Supplied text »
I know this is going to sound mad but for me, things improved when I stopped giving a shit and taking things personally. I've been treated badly by a fair few friends in the past but a while ago I decided enough was enough and that I was going to draw a line under it and not dwell on it any longer, accept that they were probably bitches and did it to as many people that they could get away with, and that I was going to be a lot more choosy with who I was friends with in future. I also decided to get close to fewer people, and to try to identify who was a casual acquaintance, and then if the casual acquaintance didn't act like a 'friend' I wouldn't be disappointed. And I've had a real think about what my boundaries are and what I'm prepared to tolerate. And the other thing is I've decided to keep people at arm's length more, and be very very choosy about who I will and won't confide in.
What I have also done is cut out anyone in my life, in a very subtle way, that I think has been a toxic influence. I had a couple of 'friends' from my DCs school that I felt were up and down with me, and often did/said quite toxic things so the first thing I did was pull back from them. I found having a think about my boundaries really made me make my boundaries firmer and made it clearer to me the kind of friends that I want.
Oddly since I've stopped giving a monkeys, I have more people inviting me out and wanting to be my 'friend' than I ever have done. I'm not quite sure what the turning point was for me not caring, it just sort of happened really. I'm never going to be one of those people that is in constant photos of nights out on FB, nor am I ever going to be a 'friend collector'. But that's because I choose not to be. I've realised I do actually really like my own company. I like seeing friends and acquaintances too, but not all the time, I like my own space too and time to spend with DH and the DCs. During the school holidays at Easter I met up with friends and their children once, but they were two lovely friends whose company I really enjoyed and the kids all got on well together. I'd sooner that than meeting up with different people every day and having to keep in touch with so many 'friends'. One FB friend of mine is always out with different people, tagging them on FB and posting photos, and it makes me feel exhausted the thought of having to keep up with, and socialise with, so many people!

Tasks and exercises »
a – In the post about friendships, how many times did the writer meet up with friends and their children during the Easter school holidays?
b – Resume the post about friendships after its final sentence and carry it further in the same voice.

[Records contained in a dataset]
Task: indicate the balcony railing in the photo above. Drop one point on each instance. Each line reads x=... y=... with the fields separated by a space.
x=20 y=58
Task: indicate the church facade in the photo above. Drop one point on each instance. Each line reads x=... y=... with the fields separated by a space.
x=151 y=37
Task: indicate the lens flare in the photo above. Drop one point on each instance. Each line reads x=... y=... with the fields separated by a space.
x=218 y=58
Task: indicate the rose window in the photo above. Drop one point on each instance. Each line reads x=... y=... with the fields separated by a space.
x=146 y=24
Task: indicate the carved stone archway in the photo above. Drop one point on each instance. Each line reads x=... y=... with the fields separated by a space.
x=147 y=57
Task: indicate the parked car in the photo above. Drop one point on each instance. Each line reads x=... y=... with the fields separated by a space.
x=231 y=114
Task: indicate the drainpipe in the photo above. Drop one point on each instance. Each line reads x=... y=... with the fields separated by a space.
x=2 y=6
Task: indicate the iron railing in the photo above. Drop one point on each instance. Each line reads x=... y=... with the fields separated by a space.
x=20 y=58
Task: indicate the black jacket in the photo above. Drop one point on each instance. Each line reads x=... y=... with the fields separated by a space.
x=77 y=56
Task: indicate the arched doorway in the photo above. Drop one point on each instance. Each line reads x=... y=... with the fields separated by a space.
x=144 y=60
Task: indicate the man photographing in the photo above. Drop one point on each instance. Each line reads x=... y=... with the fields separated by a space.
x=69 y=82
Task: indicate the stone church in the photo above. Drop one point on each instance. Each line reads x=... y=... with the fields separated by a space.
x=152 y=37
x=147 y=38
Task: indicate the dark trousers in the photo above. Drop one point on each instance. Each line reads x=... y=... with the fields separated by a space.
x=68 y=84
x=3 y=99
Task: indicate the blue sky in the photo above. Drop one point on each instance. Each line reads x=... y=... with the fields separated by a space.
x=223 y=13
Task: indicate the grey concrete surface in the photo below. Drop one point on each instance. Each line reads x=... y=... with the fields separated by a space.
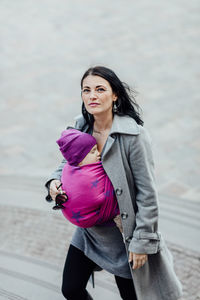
x=45 y=48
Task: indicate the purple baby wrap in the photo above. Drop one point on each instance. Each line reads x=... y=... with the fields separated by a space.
x=91 y=198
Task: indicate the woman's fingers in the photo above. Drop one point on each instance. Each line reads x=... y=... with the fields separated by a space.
x=55 y=188
x=138 y=260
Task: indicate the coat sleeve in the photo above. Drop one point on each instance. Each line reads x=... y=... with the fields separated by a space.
x=145 y=236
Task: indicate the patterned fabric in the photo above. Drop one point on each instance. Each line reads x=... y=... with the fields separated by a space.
x=91 y=198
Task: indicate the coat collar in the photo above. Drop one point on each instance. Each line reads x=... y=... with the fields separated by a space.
x=121 y=124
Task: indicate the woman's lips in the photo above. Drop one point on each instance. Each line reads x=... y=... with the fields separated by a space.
x=93 y=104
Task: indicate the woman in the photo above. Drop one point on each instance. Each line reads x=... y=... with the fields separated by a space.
x=140 y=261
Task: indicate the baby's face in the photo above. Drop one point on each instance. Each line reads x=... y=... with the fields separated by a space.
x=92 y=157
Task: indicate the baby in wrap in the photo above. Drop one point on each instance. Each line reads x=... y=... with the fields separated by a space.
x=91 y=197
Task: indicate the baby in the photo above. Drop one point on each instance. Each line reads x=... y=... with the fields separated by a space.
x=90 y=195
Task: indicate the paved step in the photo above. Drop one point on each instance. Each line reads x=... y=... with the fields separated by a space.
x=31 y=279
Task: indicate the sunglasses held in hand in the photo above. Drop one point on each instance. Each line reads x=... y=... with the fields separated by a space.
x=60 y=199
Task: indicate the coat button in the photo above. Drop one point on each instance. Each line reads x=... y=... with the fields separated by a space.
x=118 y=191
x=124 y=215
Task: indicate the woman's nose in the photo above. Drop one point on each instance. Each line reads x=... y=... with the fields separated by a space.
x=93 y=95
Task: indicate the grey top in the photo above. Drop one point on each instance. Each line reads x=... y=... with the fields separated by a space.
x=104 y=245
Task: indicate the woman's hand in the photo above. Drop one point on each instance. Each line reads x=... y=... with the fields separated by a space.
x=137 y=259
x=55 y=188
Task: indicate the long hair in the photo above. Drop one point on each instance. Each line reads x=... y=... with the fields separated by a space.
x=126 y=103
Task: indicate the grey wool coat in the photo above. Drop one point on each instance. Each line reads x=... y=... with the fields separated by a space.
x=128 y=162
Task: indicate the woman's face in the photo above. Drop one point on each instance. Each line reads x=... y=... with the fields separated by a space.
x=97 y=95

Responses »
a – Once.

b –
I'd say these days I probably have round 4 or 5 people I'd say are true friends, in that they would be there for me if I needed any support or help. Three of these are online friends, and two are local. I don't see them all that often or keep in extremely frequent contact but I know they would be there for me if I needed them. I am close to my sister too.
I treat most other people as acquaintances really. I have nights out with them, or a coffee or whatever, but I don't expect anything from them. If I go out on a few nights out with them and then they arrange another night out without me it doesn't bother me, as I didn't rank them as a friend in the first place, so I have no expectations and just enjoy it when I do see them, if that makes sense. I make small talk at the school gates, and will go on mums nights out or chat at kids parties, but again everyone is very much at arm's length. I do still get people that treat me badly from time to time but I shrug it off and on reflection they are usually like it with loads of people anyway.